● Shape labeling records:

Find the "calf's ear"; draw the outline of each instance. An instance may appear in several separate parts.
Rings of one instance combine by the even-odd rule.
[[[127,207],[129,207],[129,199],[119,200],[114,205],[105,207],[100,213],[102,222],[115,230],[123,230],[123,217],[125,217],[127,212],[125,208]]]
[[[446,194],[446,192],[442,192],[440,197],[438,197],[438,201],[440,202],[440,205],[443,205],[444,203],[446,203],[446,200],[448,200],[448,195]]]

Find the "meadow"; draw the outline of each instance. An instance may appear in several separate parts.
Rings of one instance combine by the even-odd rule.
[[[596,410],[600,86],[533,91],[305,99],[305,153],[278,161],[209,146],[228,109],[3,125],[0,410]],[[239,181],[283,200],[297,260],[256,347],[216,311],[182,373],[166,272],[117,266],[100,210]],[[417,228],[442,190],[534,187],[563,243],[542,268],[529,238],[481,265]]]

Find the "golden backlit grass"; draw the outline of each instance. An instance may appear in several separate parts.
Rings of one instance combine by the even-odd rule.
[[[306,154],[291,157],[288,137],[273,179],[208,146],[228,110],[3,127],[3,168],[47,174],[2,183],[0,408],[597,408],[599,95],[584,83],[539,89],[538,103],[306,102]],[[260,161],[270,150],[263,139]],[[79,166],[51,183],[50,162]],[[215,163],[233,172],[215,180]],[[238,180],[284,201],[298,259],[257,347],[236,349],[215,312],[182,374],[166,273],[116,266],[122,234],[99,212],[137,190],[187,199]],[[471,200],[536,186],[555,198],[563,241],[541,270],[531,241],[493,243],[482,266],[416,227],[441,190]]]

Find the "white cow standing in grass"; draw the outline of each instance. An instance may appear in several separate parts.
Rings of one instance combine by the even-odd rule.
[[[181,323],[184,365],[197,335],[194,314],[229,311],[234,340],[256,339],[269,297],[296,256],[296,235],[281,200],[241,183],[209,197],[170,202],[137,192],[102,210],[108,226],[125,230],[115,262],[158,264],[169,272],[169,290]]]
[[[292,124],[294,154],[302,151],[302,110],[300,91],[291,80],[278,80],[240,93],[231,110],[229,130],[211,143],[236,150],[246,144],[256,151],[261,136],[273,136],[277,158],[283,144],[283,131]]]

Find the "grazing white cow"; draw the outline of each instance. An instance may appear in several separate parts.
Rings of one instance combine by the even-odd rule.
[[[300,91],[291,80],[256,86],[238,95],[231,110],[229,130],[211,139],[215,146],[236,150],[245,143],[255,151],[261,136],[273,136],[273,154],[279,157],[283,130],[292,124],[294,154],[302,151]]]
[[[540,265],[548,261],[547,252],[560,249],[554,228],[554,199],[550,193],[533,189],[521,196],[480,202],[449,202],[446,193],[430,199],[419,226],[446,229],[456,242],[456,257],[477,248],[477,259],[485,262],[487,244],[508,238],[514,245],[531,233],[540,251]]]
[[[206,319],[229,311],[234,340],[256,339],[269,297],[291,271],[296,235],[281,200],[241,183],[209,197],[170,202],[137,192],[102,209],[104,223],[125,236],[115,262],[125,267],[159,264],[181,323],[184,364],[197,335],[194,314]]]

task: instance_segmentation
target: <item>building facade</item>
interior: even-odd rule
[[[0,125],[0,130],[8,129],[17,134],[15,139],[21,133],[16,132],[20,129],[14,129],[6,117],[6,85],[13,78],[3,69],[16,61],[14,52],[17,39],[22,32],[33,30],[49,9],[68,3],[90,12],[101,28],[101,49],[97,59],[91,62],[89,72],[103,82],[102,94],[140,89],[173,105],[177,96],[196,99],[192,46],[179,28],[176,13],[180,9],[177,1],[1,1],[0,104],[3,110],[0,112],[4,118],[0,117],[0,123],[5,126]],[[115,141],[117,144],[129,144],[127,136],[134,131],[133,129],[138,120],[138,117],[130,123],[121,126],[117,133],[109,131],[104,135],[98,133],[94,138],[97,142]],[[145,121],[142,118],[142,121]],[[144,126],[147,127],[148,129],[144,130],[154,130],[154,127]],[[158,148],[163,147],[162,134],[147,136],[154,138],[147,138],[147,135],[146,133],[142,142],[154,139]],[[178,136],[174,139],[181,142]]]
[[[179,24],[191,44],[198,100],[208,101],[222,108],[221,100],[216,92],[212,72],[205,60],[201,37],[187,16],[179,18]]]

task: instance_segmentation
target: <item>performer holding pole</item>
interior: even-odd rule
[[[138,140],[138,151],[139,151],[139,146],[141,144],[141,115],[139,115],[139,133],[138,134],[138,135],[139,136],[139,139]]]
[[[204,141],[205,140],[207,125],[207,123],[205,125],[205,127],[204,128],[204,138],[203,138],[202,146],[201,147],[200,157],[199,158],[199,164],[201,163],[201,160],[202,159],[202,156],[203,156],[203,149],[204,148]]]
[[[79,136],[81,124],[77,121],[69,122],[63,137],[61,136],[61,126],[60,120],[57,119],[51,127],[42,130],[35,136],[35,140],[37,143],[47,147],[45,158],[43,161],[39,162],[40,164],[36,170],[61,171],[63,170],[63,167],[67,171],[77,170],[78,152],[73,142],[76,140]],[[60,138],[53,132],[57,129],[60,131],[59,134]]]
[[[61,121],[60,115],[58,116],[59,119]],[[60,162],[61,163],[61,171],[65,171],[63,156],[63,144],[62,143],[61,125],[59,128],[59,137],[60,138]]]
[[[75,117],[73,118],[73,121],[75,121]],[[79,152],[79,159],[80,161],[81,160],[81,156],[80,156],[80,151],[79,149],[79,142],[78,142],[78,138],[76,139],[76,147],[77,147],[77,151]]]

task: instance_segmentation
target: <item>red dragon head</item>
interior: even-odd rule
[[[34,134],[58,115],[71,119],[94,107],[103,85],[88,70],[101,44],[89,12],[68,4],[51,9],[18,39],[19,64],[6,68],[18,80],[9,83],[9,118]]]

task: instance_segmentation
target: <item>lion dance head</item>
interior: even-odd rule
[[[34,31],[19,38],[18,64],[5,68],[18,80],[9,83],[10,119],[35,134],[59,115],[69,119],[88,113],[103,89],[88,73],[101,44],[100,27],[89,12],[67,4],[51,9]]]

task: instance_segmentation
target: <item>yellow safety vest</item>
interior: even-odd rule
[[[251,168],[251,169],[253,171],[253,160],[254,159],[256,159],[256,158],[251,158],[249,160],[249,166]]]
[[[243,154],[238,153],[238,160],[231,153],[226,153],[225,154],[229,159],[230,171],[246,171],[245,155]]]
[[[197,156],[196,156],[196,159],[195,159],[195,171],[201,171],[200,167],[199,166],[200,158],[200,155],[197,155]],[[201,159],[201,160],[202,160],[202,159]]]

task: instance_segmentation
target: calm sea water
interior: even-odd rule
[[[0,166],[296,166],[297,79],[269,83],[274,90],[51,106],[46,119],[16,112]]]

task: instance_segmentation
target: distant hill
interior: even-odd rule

● Goal:
Each line of the material above needs to be quoted exactly, please.

● Solution to this problem:
Find the "calf's ear"; draw the outline of each instance. An instance may appear in several separate parts.
Rings of one instance combine by the even-odd rule.
[[[127,207],[129,207],[129,199],[119,200],[114,205],[105,207],[100,213],[102,222],[115,230],[123,230],[123,217],[125,217],[127,212],[125,208]]]
[[[446,194],[446,192],[442,192],[440,197],[438,197],[438,201],[440,202],[440,205],[443,205],[444,203],[446,203],[446,200],[448,200],[448,195]]]

Find the "meadow"; draw the outline of each instance. An instance may appear in several separate parts.
Rings of one instance combine by the even-odd rule.
[[[596,410],[600,86],[533,91],[305,99],[305,153],[278,161],[209,146],[228,109],[3,125],[0,410]],[[239,181],[283,200],[297,260],[256,347],[216,311],[182,373],[166,272],[117,266],[100,210]],[[417,228],[442,190],[534,187],[563,243],[542,268],[529,238],[481,265]]]

Find the "golden backlit grass"; draw the outline of each instance. An instance may appear in several separate parts.
Rings of one instance combine by the even-odd rule.
[[[306,154],[291,157],[288,137],[273,179],[208,146],[228,110],[3,127],[3,168],[47,174],[2,183],[0,408],[597,408],[599,95],[584,83],[539,89],[538,103],[306,102]],[[260,161],[270,150],[263,139]],[[79,166],[51,183],[50,162]],[[215,163],[233,172],[215,180]],[[238,180],[284,201],[298,259],[257,347],[236,349],[215,312],[182,374],[166,273],[116,266],[122,234],[99,212],[137,190],[187,199]],[[471,200],[536,186],[555,198],[563,241],[541,270],[531,241],[493,243],[482,266],[416,227],[441,190]]]

Find the "white cow standing in grass"; draw the outline of each instance. An instance may appear in several separate parts.
Rings of one instance combine by the even-odd rule.
[[[181,323],[184,365],[197,335],[194,314],[229,311],[234,340],[256,339],[269,297],[296,256],[296,235],[281,200],[241,183],[209,197],[170,202],[137,192],[102,210],[108,226],[125,230],[115,262],[158,264],[169,272],[169,290]]]
[[[292,124],[294,154],[302,151],[302,110],[300,91],[291,80],[278,80],[240,93],[231,110],[229,130],[211,143],[236,150],[246,144],[256,151],[261,136],[273,136],[277,158],[283,144],[283,131]]]

Find the "grazing white cow"; draw the outline of each instance. An instance may appear in several separate parts.
Rings of one instance combine by the even-odd rule.
[[[300,91],[291,80],[256,86],[238,95],[231,110],[229,130],[211,139],[215,146],[236,150],[245,143],[255,151],[261,136],[273,136],[273,154],[279,157],[283,130],[292,124],[294,154],[302,151]]]
[[[540,265],[548,261],[547,252],[560,249],[554,228],[554,199],[550,193],[533,189],[521,196],[480,202],[449,202],[446,193],[430,199],[419,226],[446,229],[456,242],[456,257],[477,248],[477,259],[485,262],[487,244],[508,238],[514,245],[531,233],[540,251]]]
[[[206,319],[229,311],[234,340],[256,339],[269,297],[291,271],[296,235],[281,200],[241,183],[209,197],[170,202],[137,192],[102,209],[104,223],[125,236],[115,262],[125,267],[159,264],[181,323],[184,364],[197,335],[194,314]]]

task: instance_segmentation
target: <item>building facade</item>
interior: even-odd rule
[[[0,125],[0,130],[8,129],[17,134],[15,139],[21,133],[16,132],[20,129],[14,129],[6,117],[6,85],[13,78],[3,69],[16,61],[14,52],[17,39],[22,32],[33,30],[49,9],[68,3],[90,12],[101,28],[101,49],[97,59],[91,62],[89,72],[103,82],[102,94],[140,89],[173,105],[177,96],[196,99],[192,46],[179,28],[176,13],[180,9],[177,1],[1,1],[0,104],[3,110],[0,112],[4,118],[0,117],[0,123],[5,126]],[[115,141],[117,144],[129,144],[127,136],[134,131],[133,129],[138,120],[138,117],[130,123],[121,126],[117,133],[109,131],[104,135],[98,133],[94,138],[97,142]],[[145,121],[142,118],[142,121]],[[144,126],[147,127],[148,129],[144,130],[154,130],[154,127]],[[158,148],[163,147],[162,134],[147,136],[154,138],[147,138],[147,135],[146,133],[142,142],[154,139]],[[178,136],[174,139],[181,142]]]
[[[179,24],[191,44],[198,100],[208,101],[222,108],[221,100],[216,92],[212,72],[205,60],[201,37],[187,16],[179,18]]]

task: instance_segmentation
target: <item>performer holding pole</item>
interior: even-odd rule
[[[138,140],[138,151],[139,151],[139,146],[141,144],[141,115],[139,115],[139,133],[138,134],[138,135],[139,136],[139,139]]]
[[[204,141],[205,140],[207,125],[207,123],[205,125],[205,127],[204,128],[204,138],[203,138],[202,146],[201,147],[200,157],[199,158],[199,164],[201,163],[201,160],[202,159],[202,156],[203,156],[203,149],[204,148]]]
[[[79,136],[81,124],[77,121],[69,122],[63,137],[61,136],[61,126],[60,120],[57,119],[51,127],[42,130],[35,136],[35,140],[37,143],[47,147],[45,158],[43,161],[39,162],[40,164],[36,170],[61,171],[63,170],[63,167],[67,171],[77,170],[78,152],[73,142],[76,140]],[[60,138],[53,132],[57,129],[60,131],[59,134]]]
[[[61,121],[60,115],[58,116],[59,119]],[[60,162],[61,163],[61,171],[65,171],[63,156],[63,144],[62,143],[61,125],[59,128],[59,137],[60,138]]]
[[[75,117],[73,118],[73,121],[75,121]],[[79,152],[79,159],[80,161],[81,160],[81,156],[80,156],[80,151],[79,149],[79,142],[78,142],[78,138],[76,139],[76,147],[77,147],[77,151]]]

task: instance_segmentation
target: <item>red dragon head</item>
interior: even-odd rule
[[[34,134],[58,115],[71,119],[94,107],[103,85],[88,70],[101,44],[89,12],[68,4],[51,9],[18,39],[19,64],[6,68],[18,80],[9,83],[9,118]]]

task: instance_segmentation
target: <item>lion dance head</item>
interior: even-odd rule
[[[34,31],[19,38],[18,64],[5,68],[18,80],[9,83],[10,119],[35,134],[59,115],[69,119],[88,113],[103,89],[88,73],[101,44],[100,27],[89,12],[67,4],[51,9]]]

task: instance_segmentation
target: <item>yellow safety vest</item>
interior: even-odd rule
[[[251,168],[251,169],[253,171],[253,160],[254,159],[256,159],[256,158],[251,158],[249,160],[249,166]]]
[[[243,154],[238,153],[238,160],[231,153],[226,153],[225,154],[229,159],[230,171],[246,171],[245,155]]]
[[[197,156],[196,156],[196,159],[195,159],[195,171],[201,171],[200,167],[199,166],[200,158],[200,155],[197,155]],[[201,159],[201,160],[202,160],[202,159]]]

task: instance_segmentation
target: calm sea water
interior: even-odd rule
[[[0,166],[296,166],[297,79],[269,83],[274,90],[51,106],[46,119],[16,112]]]

task: instance_segmentation
target: distant hill
interior: even-odd rule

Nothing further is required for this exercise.